Each record, in full, must be restated word for word.
*** Begin section ***
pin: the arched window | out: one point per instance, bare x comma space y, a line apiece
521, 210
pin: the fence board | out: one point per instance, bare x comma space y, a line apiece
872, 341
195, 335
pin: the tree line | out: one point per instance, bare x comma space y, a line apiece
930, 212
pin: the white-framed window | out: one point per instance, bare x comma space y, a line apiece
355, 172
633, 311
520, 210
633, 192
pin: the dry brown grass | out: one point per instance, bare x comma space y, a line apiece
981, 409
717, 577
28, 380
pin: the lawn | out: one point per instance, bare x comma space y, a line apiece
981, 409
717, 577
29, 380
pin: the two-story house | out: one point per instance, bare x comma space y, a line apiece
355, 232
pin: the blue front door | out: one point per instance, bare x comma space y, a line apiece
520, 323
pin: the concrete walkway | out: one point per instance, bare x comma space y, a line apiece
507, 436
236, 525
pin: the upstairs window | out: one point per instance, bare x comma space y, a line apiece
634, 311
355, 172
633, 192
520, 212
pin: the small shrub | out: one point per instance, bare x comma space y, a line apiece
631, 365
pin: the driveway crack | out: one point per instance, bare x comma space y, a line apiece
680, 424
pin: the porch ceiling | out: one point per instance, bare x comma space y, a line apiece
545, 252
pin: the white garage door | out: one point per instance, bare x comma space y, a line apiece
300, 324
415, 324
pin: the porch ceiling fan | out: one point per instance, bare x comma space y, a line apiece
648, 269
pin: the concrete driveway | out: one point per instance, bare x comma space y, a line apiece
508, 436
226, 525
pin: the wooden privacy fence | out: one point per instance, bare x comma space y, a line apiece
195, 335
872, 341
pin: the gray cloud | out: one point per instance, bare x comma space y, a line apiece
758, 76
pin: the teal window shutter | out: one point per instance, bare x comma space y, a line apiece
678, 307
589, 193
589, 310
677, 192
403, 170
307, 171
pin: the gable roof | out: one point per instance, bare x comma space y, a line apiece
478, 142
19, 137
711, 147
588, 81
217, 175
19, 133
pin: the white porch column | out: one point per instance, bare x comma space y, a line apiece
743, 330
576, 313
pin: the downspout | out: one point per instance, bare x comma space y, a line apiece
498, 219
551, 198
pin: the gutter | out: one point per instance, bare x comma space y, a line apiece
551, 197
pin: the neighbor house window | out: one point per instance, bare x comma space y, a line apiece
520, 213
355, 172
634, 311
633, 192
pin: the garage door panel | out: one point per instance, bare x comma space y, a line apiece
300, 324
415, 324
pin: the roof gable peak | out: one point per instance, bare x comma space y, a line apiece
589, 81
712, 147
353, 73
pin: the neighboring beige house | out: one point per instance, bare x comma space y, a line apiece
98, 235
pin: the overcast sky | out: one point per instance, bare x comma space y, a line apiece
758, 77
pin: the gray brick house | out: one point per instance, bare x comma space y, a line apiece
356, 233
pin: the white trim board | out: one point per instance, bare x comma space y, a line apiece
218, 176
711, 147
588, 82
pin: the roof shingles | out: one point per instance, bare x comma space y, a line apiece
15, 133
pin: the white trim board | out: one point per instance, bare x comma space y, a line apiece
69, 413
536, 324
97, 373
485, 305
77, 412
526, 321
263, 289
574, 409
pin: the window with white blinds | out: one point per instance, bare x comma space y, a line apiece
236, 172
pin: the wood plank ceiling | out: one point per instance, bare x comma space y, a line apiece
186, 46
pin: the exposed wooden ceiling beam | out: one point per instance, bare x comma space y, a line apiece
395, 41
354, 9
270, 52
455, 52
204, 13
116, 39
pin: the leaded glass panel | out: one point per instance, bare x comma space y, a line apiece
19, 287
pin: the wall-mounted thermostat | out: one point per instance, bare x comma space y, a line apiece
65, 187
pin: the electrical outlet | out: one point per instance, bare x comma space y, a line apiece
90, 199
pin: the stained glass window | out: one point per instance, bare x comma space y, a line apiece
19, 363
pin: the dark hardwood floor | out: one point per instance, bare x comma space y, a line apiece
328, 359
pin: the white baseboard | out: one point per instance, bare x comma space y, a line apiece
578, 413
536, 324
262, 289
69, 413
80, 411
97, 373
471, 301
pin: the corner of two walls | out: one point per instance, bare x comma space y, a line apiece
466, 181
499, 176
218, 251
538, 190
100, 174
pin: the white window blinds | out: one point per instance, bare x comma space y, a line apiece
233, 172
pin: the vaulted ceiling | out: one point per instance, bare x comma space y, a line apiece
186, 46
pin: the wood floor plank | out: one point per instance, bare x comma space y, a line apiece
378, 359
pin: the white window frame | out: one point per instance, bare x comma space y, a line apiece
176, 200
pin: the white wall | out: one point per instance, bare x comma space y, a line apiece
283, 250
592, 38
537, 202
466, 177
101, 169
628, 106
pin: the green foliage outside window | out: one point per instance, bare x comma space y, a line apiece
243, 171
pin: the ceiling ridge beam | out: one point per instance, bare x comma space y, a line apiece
*** End section ***
Task answer »
pin: the arched window | out: one point per instance, bare x comma space y, a line apiece
521, 210
pin: the fence board | out: one point per instance, bare x comma space y, a line apiece
872, 341
195, 335
pin: the tree line | out: one point per instance, bare x comma space y, a line apiece
930, 212
pin: the white-framed window | out: one point per instance, bare x comma space y, a line apiece
355, 172
633, 311
520, 210
633, 192
pin: the dry brown grass | out: one point per instance, bare x comma space y, a line apiece
981, 409
717, 577
28, 380
pin: the lawn | out: one point per instance, bare x comma space y, a line apiece
981, 409
717, 577
29, 380
pin: the two-story house | out: one point per instance, bare x comma space y, a line apiece
355, 232
pin: the blue front door | out: one point per instance, bare x comma space y, a line apiece
520, 323
pin: the concrete walkway | out: one point per instance, bare x comma space y, a line apiece
507, 436
236, 525
pin: the upstairs window | out: one point per instance, bare x comma space y, a line apiece
634, 311
355, 172
633, 192
520, 212
pin: the small shrub | out: one point per instance, bare x comma space y, a line apiece
631, 365
pin: the driveway crack | out: one point per instance, bare x comma space y, a line apiece
680, 424
pin: the porch ceiling | out: one point per instance, bare x comma space y, a line apiece
545, 252
pin: the white garage door | out: one point per instance, bare x comma space y, a line apiece
300, 324
415, 324
pin: the porch ceiling fan | out: one point per instance, bare x comma space y, a line apiece
648, 269
pin: the concrete driveway | out: one point per instance, bare x comma space y, a line apiece
508, 436
226, 525
pin: the wooden privacy fence | out: one point per instance, bare x comma space y, a line apiece
195, 335
872, 341
pin: the gray cloud | out: one point per instance, bare x comma space y, a line apiece
758, 76
pin: the teal window shutter | out: one point per instance, bare x comma space y, a line apiece
678, 307
589, 193
589, 310
677, 192
403, 170
307, 171
pin: the gable roof | out: one point per instance, bare x comma space y, a line apiece
478, 142
19, 137
711, 147
588, 81
217, 175
19, 133
pin: the white porch column | out: one point per instance, bare x comma space y, a line apiece
743, 330
576, 313
pin: the downspout | out: one point per instance, bare x comma space y, a line apiece
498, 219
551, 198
pin: the gutter | out: one point per instance, bare x comma space y, a line apiece
551, 197
pin: the neighbor house window | out: one point per instance, bare x comma space y, a line apiece
520, 213
355, 172
634, 311
633, 192
pin: the garage door panel | out: one point per instance, bare x comma space y, a line apiece
300, 324
415, 324
pin: the roof gable peak | out: one point per instance, bare x comma space y, a line apiece
589, 81
712, 147
353, 73
pin: the neighboring beige house | out: one point per instance, bare x comma space y, a line apiece
98, 235
pin: the overcast sky | out: one point per instance, bare x comma space y, a line apiece
758, 77
pin: the gray brick house | out: one point per instance, bare x comma space y, a line apiece
356, 233
pin: the white trim board | out: one point per instance, bare x comma space y, a line apiece
218, 176
711, 147
588, 82
pin: the roof shingles | out: one point per instance, bare x comma space y, a line apiece
15, 133
pin: the white trim board | out: one point per instance, bare x comma space y, a line apiece
69, 413
536, 324
97, 373
485, 305
77, 412
526, 321
263, 289
574, 409
pin: the window with white blinds | out: one point per instance, bare x comma space y, a line apiece
236, 172
pin: the wood plank ceiling | out: one point per instance, bare x comma space y, a line apiece
186, 46
pin: the exposed wooden ceiling beam | out: one point per instance, bare x comma space y, a line apiece
395, 41
354, 9
270, 52
455, 52
204, 13
116, 39
pin: the leaded glass panel | out: one point per instance, bare x comma space y, a line apiece
19, 287
pin: the wall-mounted thermostat | out: one point per instance, bare x comma space y, a line apiece
65, 187
pin: the electrical outlet | out: one point per instance, bare x comma space y, a line apiece
90, 199
pin: the stained glass window | out: one point per instance, bare x comma space y, a line apiece
19, 363
pin: the dark hardwood floor | out: one point per instance, bare x comma space y, a line apiece
328, 359
pin: the white baseboard | out: one point per instance, bare x comma space y, a line apiece
578, 413
536, 324
262, 289
69, 413
80, 411
97, 373
471, 301
pin: the corner of two walls | out: one point per instance, bare x comma space y, a line apiece
466, 181
499, 176
218, 251
538, 190
100, 174
pin: the white window blinds | out: one point per instance, bare x comma space y, a line apiece
233, 172
pin: the vaulted ceiling | out: one point per instance, bare x comma space y, a line apiece
186, 46
pin: the wood floor plank | out: one point per instance, bare x comma space y, a line apiece
378, 359
pin: the white window frame | out: one point per instance, bare x comma space y, a line apiece
176, 200
pin: the white wall | out: one point per instance, bare x comma space y, a line apiece
283, 250
592, 38
537, 202
466, 177
101, 169
628, 106
pin: the green foliage outside window | out: one point per instance, bare x comma space y, a line apiece
243, 171
pin: the ceiling ridge beam | out: one point per instance, bare x comma space y, a line apiece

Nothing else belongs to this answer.